---------- Data extract

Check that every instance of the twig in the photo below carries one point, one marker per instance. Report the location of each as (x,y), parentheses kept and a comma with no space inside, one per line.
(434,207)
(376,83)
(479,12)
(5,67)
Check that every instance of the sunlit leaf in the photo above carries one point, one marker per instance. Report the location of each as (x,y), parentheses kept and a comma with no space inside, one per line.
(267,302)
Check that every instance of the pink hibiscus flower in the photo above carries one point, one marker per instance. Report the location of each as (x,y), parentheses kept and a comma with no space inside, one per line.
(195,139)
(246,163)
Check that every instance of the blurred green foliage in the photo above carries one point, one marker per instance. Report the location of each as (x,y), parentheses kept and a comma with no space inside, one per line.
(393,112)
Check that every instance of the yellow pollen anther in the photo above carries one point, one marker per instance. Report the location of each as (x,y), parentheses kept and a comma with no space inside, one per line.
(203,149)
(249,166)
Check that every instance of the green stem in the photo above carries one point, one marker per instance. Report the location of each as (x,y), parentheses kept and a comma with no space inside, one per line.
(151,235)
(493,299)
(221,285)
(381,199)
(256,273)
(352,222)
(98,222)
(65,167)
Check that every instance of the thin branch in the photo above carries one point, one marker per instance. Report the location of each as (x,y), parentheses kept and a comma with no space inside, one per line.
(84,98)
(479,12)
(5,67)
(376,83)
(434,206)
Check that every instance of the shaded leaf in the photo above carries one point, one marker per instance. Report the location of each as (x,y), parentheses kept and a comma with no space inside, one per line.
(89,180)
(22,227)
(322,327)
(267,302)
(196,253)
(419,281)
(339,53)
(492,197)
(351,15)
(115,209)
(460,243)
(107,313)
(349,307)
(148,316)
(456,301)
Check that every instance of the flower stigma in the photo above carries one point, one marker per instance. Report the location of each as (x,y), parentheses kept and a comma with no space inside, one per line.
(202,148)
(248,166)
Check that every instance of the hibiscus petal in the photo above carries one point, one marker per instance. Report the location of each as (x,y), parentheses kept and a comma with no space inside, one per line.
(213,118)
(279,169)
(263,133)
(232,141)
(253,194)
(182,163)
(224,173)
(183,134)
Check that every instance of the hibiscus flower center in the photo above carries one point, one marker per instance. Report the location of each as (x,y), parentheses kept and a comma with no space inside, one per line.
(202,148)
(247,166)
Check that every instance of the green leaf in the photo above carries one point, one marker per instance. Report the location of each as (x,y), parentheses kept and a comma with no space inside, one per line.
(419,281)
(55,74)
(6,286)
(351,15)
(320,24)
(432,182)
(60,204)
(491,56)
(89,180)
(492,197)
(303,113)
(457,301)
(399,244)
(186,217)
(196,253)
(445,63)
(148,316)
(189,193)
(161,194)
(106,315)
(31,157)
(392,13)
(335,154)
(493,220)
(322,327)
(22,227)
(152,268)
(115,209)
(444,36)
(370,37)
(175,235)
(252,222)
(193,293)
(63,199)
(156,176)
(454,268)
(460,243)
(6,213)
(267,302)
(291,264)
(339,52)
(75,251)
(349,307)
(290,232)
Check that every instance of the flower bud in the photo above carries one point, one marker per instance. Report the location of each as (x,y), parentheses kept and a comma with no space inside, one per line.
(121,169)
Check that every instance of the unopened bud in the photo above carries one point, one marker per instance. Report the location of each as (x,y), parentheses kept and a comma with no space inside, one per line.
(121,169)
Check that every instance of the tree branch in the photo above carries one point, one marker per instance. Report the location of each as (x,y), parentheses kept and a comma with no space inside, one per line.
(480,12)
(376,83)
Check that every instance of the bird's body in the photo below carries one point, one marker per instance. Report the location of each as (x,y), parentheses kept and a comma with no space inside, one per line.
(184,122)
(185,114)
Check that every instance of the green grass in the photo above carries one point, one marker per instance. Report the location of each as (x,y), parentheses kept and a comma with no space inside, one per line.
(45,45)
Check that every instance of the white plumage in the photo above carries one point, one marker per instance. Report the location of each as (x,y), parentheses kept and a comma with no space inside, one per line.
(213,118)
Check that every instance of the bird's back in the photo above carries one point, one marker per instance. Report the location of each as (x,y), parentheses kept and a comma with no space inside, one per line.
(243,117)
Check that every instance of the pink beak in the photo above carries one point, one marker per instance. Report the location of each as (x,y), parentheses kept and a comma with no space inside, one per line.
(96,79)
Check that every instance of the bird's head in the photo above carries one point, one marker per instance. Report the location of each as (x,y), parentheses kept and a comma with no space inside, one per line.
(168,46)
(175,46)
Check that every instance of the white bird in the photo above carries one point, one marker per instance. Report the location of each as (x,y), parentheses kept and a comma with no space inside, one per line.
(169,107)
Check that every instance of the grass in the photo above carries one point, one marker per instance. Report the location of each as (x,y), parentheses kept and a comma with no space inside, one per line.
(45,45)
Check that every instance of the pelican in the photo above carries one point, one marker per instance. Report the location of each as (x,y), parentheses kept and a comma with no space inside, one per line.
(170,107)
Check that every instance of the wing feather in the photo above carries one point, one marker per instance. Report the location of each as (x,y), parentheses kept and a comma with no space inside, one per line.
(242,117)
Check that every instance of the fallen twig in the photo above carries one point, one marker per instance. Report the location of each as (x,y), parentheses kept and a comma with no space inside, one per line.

--------------------

Reproduce every record above exactly.

Exercise response =>
Check that every instance of the twig in the photo below carries one point, one marker per instance. Report the location of each as (x,y), parentheses kept and a comma with no space inside, one per line.
(434,207)
(376,83)
(479,12)
(5,67)
Check that every instance of the sunlit leaf in the photo above carries one point, one marker per instance. Report the location of each as (x,y), parentheses kept and a comma with no space inside, one per line.
(267,302)
Check that every instance of the pink hibiscus flower in the photo above carries one point, one marker per instance. Report the location of each as (x,y), parentheses kept and a comma with no space inside, one per line.
(195,139)
(246,163)
Check that every instance of the blurred green foliage in the photo above carries one point, one marker per instance. Report the location of each as (x,y), parentheses kept and a comma with no space inside, one per line.
(393,112)
Check that every instance of the yellow pollen anther in the photo above carries one point, one marker per instance. Report the location of each as (x,y), parentheses kept and a comma with no space inside, one per line.
(203,149)
(249,166)
Check that every instance of the green stem in the photo above carries one point, one marker per instance. Report the location of each as (x,y), parentheses kept and a comma with no space inside, one per line.
(151,235)
(493,299)
(221,285)
(381,199)
(256,273)
(352,222)
(98,222)
(65,167)
Check that every instance of the thin branch in the photo above carries one point, one marker per instance. Report the location of each as (x,y), parentheses kept and a comma with no space inside, one per line.
(84,98)
(479,12)
(5,67)
(376,83)
(434,206)
Check that every instance of the shaded leaf in the photo above carries one point, one marker per instance. Report the location of each as (x,y), parentheses kept and a comma with no space inside, one per line.
(89,180)
(22,227)
(322,327)
(267,302)
(196,253)
(419,281)
(339,53)
(492,197)
(351,15)
(115,209)
(460,243)
(107,313)
(349,307)
(148,316)
(456,301)
Check that every instance of the flower stigma in the photo above carries one point, one marker per instance. Report the location of each as (x,y), parentheses kept and a comma with no space inside, one per line.
(202,148)
(248,166)
Check that every instance of the hibiscus petal in the photo above carries one point, one marker per instance. Report the location of each as (x,y), parentheses kept and a comma with no space inside, one per line.
(213,118)
(279,169)
(263,133)
(232,141)
(253,194)
(182,163)
(224,173)
(183,134)
Check that every instance of the hibiscus flower center in the photo above carries one point, one marker per instance. Report the location of each as (x,y), parentheses kept and a comma with no space inside, one per line.
(202,148)
(247,166)
Check that every instance of the green leaf in the photo above carries one point, one marker per instance. Report the location of each as (x,y), parentheses kept and a comma with no space inside, one per line.
(419,281)
(55,74)
(6,286)
(351,15)
(320,24)
(432,182)
(60,204)
(491,56)
(89,180)
(492,197)
(303,113)
(457,301)
(399,244)
(186,217)
(196,253)
(445,63)
(148,316)
(189,193)
(161,194)
(106,315)
(31,157)
(392,13)
(335,154)
(493,220)
(322,327)
(22,227)
(152,268)
(115,209)
(444,36)
(370,37)
(175,235)
(252,222)
(193,293)
(63,199)
(156,176)
(454,268)
(460,243)
(6,213)
(267,302)
(291,264)
(339,52)
(75,251)
(349,307)
(290,232)
Check that every instance of the flower bud in the photo above carries one point, one marker per instance. Report the location of each as (x,y), parentheses kept and a comma with no space inside, one per line.
(121,169)
Check that every instance of the unopened bud in the photo above carries one point, one marker per instance. Report the location of each as (x,y), parentheses kept and a comma with no space inside, one per line.
(121,169)
Check that every instance of the tree branch in the photo above carries one point, one marker per instance. Report the location of each as (x,y), parentheses kept and a comma with no space inside, one per line.
(480,12)
(376,83)
Check that every instance of the bird's body in the photo below carries one point, one marker per instance. Report the location of each as (x,y), parentheses kept and a comma with no space inside, one per line.
(184,122)
(185,114)
Check that every instance of the green grass in the photo above carries one point, one marker per instance. Report the location of each as (x,y), parentheses kept and a comma with no space inside, one per line.
(45,45)
Check that every instance of the white plumage in the photo above carries one point, one marker per instance. Report the location of each as (x,y), parentheses kept and a comma with no space inside, one per line.
(213,118)
Check that every instance of the bird's back in the photo above carries one point, one marker per instance. Report the location of each as (x,y), parentheses kept and a comma with no space inside, one per line.
(243,117)
Check that every instance of the pink beak in the photo above carries one point, one marker per instance. Report the location of each as (x,y), parentheses kept and a comma with no space inside, one per line.
(96,79)
Check that every instance of the bird's head in the photo above carries one point, one marker per instance. Report the location of each as (x,y), parentheses kept and a comma with no space inside, one per line.
(168,46)
(175,46)
Check that every instance of the white bird in the photo above carries one point, one marker per instance. Report the location of each as (x,y), parentheses kept and a comma with no space inside, one per line.
(169,107)
Check that every instance of the grass in the photo above carries one point, one marker per instance. Report the location of each as (x,y), parentheses kept and a comma with no space inside, one per line.
(45,45)
Check that every instance of the pelican in the photo above carries one point, one marker per instance. Report the location of each as (x,y), parentheses kept and a comma with no space inside, one per line.
(170,107)
Check that every instance of the wing feather in the photo above carries one point, one marker per instance. Report the location of each as (x,y), parentheses kept and a comma with no space inside, one per line.
(242,117)
Check that every instance of the fallen twig in the photo above carries one point, one marker per instance. Report the location of each as (x,y), parentheses kept and a comma with no space inside, one per line.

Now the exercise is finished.